Kaminski believes solutions will come from a broader view of the Rocky Mountain ecosystem that wolves and livestock share. He founded the Mountain Livestock Coalition, which combines the knowledge of scientists and livestock owners to try to keep wolves and ranch animals out of each other’s way. Isolated non-lethal projects may not work well, Kamisnki says, because wolves will simply go wherever the pickings are easiest -- like the next ranch over. But paying careful attention to wolf and livestock behavior and getting multiple ranchers to cooperate can often avert conflict, he says.
For example, by studying animals in Yellowstone National Park, Kaminski and his colleagues found that wolves are less likely to prey on animals that stand their ground instead of running away. Young sheep and cattle -- the ones most often killed -- are prone to run, but they’re less likely to do so if they’re in a close group, as the animals are at feeding time. Kaminski worked with a group of ranchers in Alberta, Canada, who had been feeding their cattle in the morning and grazing them in the evening. That means that when the wolves came at nightfall, the livestock were spread out on the pasture, the skittish calves bolted, and the wolves attacked. When the ranchers all agreed to feed at night instead, the dynamic changed: wolves could hunt deer and elk in the pasture, the livestock stayed safe in a cluster on the feed line, and conflicts declined dramatically.

- TASKS
A: Rewrite the stretch from "For example, by" through "conflicts declined dramatically." in the passage on wolves and livestock, swapping "pasture" for "meadow".
B: Write the next part of the passage on wolves and livestock, picking up after its final sentence.
The records have no connection to the passage on wolves and livestock.

- INFORMATION SHOWN

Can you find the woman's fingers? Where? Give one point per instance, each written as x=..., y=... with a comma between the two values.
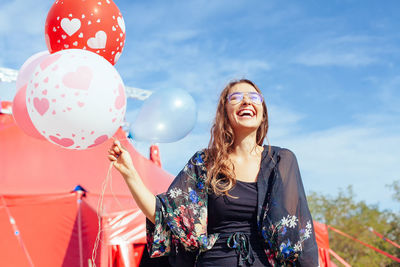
x=112, y=158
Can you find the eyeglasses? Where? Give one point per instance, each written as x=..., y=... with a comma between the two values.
x=237, y=97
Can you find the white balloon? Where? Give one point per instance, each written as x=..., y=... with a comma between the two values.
x=76, y=99
x=166, y=116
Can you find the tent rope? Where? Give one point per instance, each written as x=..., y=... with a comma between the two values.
x=17, y=233
x=99, y=212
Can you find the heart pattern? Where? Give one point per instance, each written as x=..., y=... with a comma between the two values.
x=121, y=23
x=48, y=61
x=99, y=41
x=99, y=140
x=65, y=142
x=75, y=99
x=41, y=105
x=80, y=79
x=70, y=26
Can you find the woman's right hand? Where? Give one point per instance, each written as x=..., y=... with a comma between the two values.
x=121, y=159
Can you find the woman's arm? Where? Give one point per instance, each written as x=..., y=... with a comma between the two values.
x=123, y=163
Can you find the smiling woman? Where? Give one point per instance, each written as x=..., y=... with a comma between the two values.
x=237, y=202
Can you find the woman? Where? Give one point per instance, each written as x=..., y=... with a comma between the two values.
x=236, y=203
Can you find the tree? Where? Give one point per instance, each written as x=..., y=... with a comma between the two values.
x=354, y=218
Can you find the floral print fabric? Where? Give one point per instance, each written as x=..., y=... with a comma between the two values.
x=283, y=217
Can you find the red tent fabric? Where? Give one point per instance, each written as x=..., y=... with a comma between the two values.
x=322, y=237
x=44, y=222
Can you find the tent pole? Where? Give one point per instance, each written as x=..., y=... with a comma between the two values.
x=79, y=202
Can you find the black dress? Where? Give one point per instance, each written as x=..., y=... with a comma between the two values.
x=235, y=219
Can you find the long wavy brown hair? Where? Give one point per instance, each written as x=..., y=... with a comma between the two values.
x=220, y=169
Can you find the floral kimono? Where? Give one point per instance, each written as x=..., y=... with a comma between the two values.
x=283, y=218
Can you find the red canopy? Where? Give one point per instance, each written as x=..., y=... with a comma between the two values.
x=44, y=222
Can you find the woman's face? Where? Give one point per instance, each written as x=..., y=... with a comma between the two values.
x=244, y=115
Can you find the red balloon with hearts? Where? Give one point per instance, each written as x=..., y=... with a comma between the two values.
x=94, y=25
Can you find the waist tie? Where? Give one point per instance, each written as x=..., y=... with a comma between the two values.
x=241, y=243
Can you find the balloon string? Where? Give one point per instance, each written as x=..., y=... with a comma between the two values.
x=16, y=231
x=99, y=212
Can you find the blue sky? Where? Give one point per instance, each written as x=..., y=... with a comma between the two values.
x=329, y=71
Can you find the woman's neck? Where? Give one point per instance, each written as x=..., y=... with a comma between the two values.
x=246, y=145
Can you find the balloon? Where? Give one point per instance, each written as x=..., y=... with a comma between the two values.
x=95, y=25
x=25, y=72
x=76, y=99
x=21, y=116
x=166, y=116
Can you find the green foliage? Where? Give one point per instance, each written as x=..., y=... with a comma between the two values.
x=343, y=212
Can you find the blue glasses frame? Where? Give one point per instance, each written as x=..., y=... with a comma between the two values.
x=237, y=97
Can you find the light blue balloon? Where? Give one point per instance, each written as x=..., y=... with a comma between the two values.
x=166, y=116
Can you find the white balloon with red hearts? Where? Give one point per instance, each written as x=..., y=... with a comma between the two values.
x=76, y=99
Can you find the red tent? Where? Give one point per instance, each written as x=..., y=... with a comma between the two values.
x=46, y=220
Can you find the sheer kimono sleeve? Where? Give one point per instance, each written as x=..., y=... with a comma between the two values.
x=181, y=213
x=290, y=230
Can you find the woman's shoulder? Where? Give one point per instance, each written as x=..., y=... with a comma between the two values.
x=282, y=152
x=198, y=157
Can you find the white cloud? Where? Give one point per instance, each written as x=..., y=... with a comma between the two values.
x=350, y=51
x=363, y=156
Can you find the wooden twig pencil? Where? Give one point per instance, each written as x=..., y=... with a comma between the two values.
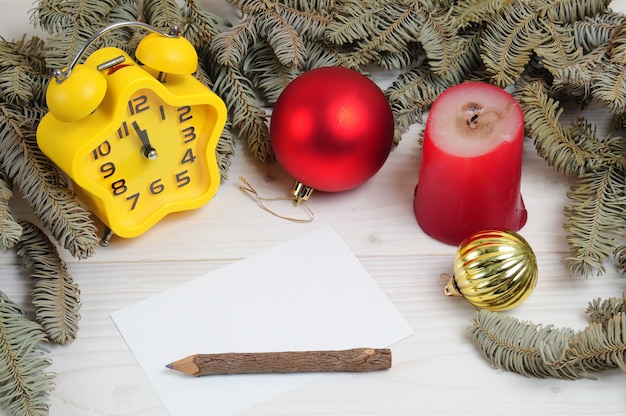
x=353, y=360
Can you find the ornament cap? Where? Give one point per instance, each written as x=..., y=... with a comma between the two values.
x=451, y=288
x=301, y=192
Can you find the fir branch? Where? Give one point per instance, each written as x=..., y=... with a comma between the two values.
x=552, y=141
x=247, y=117
x=620, y=254
x=162, y=13
x=252, y=6
x=201, y=26
x=25, y=384
x=440, y=43
x=320, y=54
x=475, y=12
x=545, y=351
x=283, y=38
x=522, y=347
x=577, y=80
x=600, y=311
x=569, y=11
x=610, y=87
x=412, y=93
x=230, y=46
x=389, y=27
x=561, y=50
x=42, y=185
x=618, y=43
x=225, y=150
x=600, y=345
x=266, y=72
x=72, y=22
x=23, y=74
x=56, y=297
x=509, y=41
x=309, y=22
x=595, y=219
x=226, y=144
x=10, y=230
x=595, y=31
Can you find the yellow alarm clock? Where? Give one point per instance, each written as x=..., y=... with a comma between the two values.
x=137, y=139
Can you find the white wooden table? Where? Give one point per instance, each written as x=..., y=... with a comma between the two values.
x=438, y=370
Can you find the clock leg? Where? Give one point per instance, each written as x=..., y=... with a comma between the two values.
x=106, y=238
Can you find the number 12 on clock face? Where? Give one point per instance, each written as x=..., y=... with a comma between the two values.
x=156, y=157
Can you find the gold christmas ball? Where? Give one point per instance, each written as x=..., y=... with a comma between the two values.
x=494, y=270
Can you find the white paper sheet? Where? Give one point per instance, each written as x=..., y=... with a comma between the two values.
x=311, y=293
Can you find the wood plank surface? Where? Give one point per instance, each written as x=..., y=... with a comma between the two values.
x=438, y=370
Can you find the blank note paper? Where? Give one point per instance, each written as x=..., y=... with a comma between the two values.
x=310, y=293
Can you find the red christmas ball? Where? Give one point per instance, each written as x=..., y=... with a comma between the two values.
x=332, y=129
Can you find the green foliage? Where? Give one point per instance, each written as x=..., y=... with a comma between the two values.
x=595, y=222
x=56, y=297
x=25, y=384
x=10, y=230
x=41, y=184
x=545, y=351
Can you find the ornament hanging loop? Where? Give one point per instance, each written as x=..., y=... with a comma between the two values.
x=450, y=288
x=301, y=192
x=261, y=202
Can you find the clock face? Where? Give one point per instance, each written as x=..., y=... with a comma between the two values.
x=153, y=163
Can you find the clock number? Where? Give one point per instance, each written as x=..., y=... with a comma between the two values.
x=188, y=157
x=102, y=150
x=108, y=169
x=133, y=198
x=138, y=104
x=184, y=114
x=119, y=187
x=182, y=178
x=189, y=133
x=156, y=187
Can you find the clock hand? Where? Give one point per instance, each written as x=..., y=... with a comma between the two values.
x=147, y=149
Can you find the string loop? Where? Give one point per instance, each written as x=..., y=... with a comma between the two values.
x=260, y=201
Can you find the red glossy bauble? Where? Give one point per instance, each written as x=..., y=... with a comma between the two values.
x=332, y=129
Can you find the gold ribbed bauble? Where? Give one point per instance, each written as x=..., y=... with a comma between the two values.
x=494, y=270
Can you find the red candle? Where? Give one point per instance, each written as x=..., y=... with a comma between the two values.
x=469, y=176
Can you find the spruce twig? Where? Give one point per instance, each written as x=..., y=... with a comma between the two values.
x=25, y=384
x=56, y=297
x=545, y=351
x=10, y=230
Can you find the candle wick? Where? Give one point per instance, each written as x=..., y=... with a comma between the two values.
x=472, y=123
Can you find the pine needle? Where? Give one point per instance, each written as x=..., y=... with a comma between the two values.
x=56, y=297
x=10, y=230
x=25, y=384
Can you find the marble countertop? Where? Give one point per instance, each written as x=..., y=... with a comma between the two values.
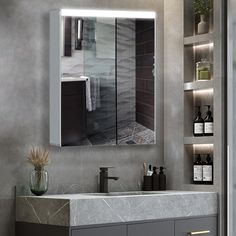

- TASK-BY-TASK OUTPUTS
A:
For example, by studying animals in Yellowstone National Park, Kaminski and his colleagues found that wolves are less likely to prey on animals that stand their ground instead of running away. Young sheep and cattle -- the ones most often killed -- are prone to run, but they’re less likely to do so if they’re in a close group, as the animals are at feeding time. Kaminski worked with a group of ranchers in Alberta, Canada, who had been feeding their cattle in the morning and grazing them in the evening. That means that when the wolves came at nightfall, the livestock were spread out on the meadow, the skittish calves bolted, and the wolves attacked. When the ranchers all agreed to feed at night instead, the dynamic changed: wolves could hunt deer and elk in the meadow, the livestock stayed safe in a cluster on the feed line, and conflicts declined dramatically.

B:
But that kind of change takes a lot of knowledge about carnivore and livestock behavior, and it takes cooperation between conservation interests and agricultural ones. That’s not always easy to achieve, Kaminski says. He is frustrated with the cultural clash between ranchers who care about the wilderness but need to make a living, and some environmentalists who vilify them for threatening wolves.
“It’s tearing urban and rural people apart, and all they do is fight,” Kaminski says. “It’s not healthy, for the people or the land, to continue to broker all this on the backs of working ranchers or the wolves that we spent 20 years [trying] to reintroduce. I think it’s time for us to look for a unifying approach.”